═════ Passage for review

I've been preparing material on Matthew 6 for preaching and home groups over the past couple of days. It's amazing - I suppose I shouldn't be surprised - but no matter how familiar texts like the sermon on the mount are, they always have a freshness, almost a strangeness when you come to preach and teach on them again.
We're in a series on the teaching sections - the so-called discourses - of Matthew, having started with the final 5 verses of the gospel where Jesus tells us to make disciples and teach them all that he's commanded. Matthew clearly thought the teaching sections were important because that's why he constructed his gospel the way he did.
I think it's quite likely that the gospel was used in some way as a discipleship manual for Matthew's circle of churches and probably quite quickly much further afield as people got wind of its existence. I'm not much persuaded that he wrote for a tiny community, still less that it's mainly a polemic against other takes on the story of Jesus, especially Paul's.
It seems to me that it's an open-hearted, pastorally-guided account of the life of the Christ with the aim of helping disciples grow and fulfil their calling to make other disciples through their lifestyle and conversation.
That being said, the sermon on the mount becomes an essential guide to the revolution Jesus invites us to be part of. And Matthew 6 is the essential guide to the spirituality of that revolution.

══════════
═════ Data for analysis

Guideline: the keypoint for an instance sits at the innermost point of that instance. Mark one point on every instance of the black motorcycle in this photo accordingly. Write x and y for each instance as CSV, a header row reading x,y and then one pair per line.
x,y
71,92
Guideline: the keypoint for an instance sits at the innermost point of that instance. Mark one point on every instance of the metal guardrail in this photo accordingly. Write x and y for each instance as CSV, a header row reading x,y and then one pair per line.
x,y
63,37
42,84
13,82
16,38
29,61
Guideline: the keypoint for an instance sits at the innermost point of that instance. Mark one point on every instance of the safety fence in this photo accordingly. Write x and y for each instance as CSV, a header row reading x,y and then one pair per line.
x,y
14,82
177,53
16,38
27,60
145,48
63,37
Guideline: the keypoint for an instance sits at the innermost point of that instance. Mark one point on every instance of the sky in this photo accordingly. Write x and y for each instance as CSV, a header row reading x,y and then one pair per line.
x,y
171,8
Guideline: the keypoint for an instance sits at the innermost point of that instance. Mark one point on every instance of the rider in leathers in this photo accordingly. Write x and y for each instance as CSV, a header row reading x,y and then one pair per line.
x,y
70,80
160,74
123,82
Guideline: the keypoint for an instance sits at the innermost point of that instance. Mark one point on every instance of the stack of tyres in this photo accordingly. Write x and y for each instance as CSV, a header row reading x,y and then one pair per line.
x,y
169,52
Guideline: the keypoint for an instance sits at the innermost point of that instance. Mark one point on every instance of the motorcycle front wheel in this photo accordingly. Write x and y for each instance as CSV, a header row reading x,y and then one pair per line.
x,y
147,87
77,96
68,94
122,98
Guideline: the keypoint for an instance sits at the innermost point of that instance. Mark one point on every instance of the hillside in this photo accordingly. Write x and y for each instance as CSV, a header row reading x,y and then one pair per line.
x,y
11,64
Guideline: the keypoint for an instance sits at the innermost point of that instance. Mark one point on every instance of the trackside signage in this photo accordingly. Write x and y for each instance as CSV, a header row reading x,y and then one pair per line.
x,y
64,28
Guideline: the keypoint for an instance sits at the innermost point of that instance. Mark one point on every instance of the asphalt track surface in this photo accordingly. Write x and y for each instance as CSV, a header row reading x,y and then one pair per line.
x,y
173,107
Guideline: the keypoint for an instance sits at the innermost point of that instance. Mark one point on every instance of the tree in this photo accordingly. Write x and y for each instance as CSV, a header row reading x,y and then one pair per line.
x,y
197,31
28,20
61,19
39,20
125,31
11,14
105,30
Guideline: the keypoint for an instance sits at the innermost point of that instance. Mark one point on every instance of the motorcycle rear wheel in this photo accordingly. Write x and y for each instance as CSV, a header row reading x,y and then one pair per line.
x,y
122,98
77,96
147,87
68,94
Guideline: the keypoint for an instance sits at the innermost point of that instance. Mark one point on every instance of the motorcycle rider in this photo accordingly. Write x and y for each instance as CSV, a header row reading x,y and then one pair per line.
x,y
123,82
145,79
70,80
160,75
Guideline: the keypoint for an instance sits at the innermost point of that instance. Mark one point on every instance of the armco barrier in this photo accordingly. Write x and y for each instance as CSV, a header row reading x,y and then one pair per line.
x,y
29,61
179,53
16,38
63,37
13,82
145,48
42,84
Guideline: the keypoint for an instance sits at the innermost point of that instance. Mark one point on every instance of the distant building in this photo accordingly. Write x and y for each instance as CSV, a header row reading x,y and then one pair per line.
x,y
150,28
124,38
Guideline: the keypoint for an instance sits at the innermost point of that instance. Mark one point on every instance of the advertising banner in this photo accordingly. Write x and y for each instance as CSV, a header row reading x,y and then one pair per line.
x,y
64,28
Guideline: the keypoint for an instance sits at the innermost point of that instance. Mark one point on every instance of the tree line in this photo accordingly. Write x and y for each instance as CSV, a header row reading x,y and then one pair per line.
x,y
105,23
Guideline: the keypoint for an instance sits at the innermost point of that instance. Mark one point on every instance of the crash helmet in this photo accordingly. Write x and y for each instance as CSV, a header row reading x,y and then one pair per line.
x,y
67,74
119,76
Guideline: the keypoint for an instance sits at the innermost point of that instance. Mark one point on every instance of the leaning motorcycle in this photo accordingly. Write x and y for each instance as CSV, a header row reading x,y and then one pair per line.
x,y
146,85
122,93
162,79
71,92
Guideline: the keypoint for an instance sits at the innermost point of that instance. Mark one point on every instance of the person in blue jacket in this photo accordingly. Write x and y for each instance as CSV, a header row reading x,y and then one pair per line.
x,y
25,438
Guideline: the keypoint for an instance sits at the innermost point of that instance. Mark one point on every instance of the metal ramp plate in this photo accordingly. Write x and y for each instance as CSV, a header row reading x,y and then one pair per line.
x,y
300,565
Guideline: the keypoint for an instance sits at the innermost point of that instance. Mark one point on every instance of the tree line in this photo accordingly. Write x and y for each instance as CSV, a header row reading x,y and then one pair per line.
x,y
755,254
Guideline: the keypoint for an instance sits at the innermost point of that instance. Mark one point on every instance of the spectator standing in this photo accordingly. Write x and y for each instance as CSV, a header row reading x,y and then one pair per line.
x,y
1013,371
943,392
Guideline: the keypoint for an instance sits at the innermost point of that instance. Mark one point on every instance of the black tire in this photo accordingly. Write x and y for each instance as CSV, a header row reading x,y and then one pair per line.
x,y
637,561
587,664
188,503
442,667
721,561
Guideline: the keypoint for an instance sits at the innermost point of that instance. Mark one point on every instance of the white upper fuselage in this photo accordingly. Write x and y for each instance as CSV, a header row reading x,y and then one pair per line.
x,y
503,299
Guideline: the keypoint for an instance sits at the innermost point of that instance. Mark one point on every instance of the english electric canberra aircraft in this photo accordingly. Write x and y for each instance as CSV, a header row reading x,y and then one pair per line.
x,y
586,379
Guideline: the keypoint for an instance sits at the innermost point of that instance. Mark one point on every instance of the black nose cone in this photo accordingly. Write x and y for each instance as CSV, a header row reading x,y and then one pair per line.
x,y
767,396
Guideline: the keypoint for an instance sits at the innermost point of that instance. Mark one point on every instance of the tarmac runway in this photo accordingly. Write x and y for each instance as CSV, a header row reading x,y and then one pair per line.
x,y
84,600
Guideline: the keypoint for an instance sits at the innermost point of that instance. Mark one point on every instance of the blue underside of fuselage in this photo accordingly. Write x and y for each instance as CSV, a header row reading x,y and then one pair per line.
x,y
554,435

══════════

▶ _Exercise goal_
Please extract the full passage on Matthew 6, word for word. Draw only on the passage on Matthew 6, not on the lines.

▶ _Exercise response_
I've been preparing material on Matthew 6 for preaching and home groups over the past couple of days. It's amazing - I suppose I shouldn't be surprised - but no matter how familiar texts like the sermon on the mount are, they always have a freshness, almost a strangeness when you come to preach and teach on them again.
We're in a series on the teaching sections - the so-called discourses - of Matthew, having started with the final 5 verses of the gospel where Jesus tells us to make disciples and teach them all that he's commanded. Matthew clearly thought the teaching sections were important because that's why he constructed his gospel the way he did.
I think it's quite likely that the gospel was used in some way as a discipleship manual for Matthew's circle of churches and probably quite quickly much further afield as people got wind of its existence. I'm not much persuaded that he wrote for a tiny community, still less that it's mainly a polemic against other takes on the story of Jesus, especially Paul's.
It seems to me that it's an open-hearted, pastorally-guided account of the life of the Christ with the aim of helping disciples grow and fulfil their calling to make other disciples through their lifestyle and conversation.
That being said, the sermon on the mount becomes an essential guide to the revolution Jesus invites us to be part of. And Matthew 6 is the essential guide to the spirituality of that revolution.